GOAL:
In the Basic Agrarian Law hearing report, rewrite the part that opens with the words containing "JAKARTA (MKRI) — The" and closes with "the President/Government’s testimonies.", swapping "testimonies" for "statements".

EXCERPT:

* * * * *

JAKARTA (MKRI) — The Constitutional Court held another hearing for the material judicial review of Basic Agrarian Law No. 5 of 1960 (UUPA) on Tuesday, May 19, 2026. The fourth session for the petition filed by Ariyanto Zalukhu, Desimeni Larosa, Christina W. Zega, Masnidarti Harefa, and Vendy Setiawan (Petitioners I-V) heard the House of Representatives’ (DPR) and the President/Government’s testimonies.

In response to Petition No. 64/PUU-XXIV/2026, through Secretary-General of the Ministry of Agrarian Affairs and Spatial Planning/National Land Agency (ATR/BPN) Dalu Agung Darmawan, the Government explained that the land registration mechanism under the national legal system has incorporated principles of transparency and public disclosure, among others through Article 26 of Government Regulation No. 24 of 1997, which requires the announcement of physical and juridical data in order to provide interested parties with an opportunity to submit objections.

In practice, Dalu Agung continued, the land registration process also involves the collection of field data, examination of land history, and the participation of village/sub-district officials and local communities to ensure verification of land possession. In addition, the application of the principle of contradictory delimitation requires the involvement of landowners and neighboring landholders in determining land boundaries to prevent overlapping claims.

* * * * *

RECORDS:
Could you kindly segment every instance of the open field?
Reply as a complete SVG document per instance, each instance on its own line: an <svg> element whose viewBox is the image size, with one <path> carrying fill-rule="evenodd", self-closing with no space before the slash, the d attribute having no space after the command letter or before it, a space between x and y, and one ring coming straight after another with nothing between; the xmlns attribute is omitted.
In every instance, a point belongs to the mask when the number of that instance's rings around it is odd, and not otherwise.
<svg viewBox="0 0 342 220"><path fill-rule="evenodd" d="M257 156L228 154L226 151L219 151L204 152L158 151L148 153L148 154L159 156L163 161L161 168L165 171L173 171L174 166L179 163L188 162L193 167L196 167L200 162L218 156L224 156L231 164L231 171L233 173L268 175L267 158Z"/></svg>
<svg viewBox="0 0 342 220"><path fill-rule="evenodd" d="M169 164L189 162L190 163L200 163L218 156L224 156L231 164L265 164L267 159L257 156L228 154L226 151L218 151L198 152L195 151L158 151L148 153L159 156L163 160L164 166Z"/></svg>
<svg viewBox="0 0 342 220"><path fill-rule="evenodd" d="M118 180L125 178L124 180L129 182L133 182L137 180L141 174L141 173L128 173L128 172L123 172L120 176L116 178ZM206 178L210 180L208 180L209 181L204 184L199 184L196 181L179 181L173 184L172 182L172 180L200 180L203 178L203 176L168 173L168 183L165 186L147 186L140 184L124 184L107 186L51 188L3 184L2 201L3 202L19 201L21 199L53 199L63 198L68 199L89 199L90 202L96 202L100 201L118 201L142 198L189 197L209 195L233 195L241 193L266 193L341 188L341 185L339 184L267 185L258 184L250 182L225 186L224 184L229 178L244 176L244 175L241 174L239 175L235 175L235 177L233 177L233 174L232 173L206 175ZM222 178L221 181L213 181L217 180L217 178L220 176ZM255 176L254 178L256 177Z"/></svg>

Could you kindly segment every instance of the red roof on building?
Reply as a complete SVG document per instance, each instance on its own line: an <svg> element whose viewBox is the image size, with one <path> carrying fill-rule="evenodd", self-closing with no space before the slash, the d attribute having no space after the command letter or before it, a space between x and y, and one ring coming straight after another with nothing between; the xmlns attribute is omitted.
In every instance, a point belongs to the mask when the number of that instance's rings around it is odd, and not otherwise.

* * * * *

RESULT FOR THIS EXERCISE:
JAKARTA (MKRI) — The Constitutional Court held another hearing for the material judicial review of Basic Agrarian Law No. 5 of 1960 (UUPA) on Tuesday, May 19, 2026. The fourth session for the petition filed by Ariyanto Zalukhu, Desimeni Larosa, Christina W. Zega, Masnidarti Harefa, and Vendy Setiawan (Petitioners I-V) heard the House of Representatives’ (DPR) and the President/Government’s statements.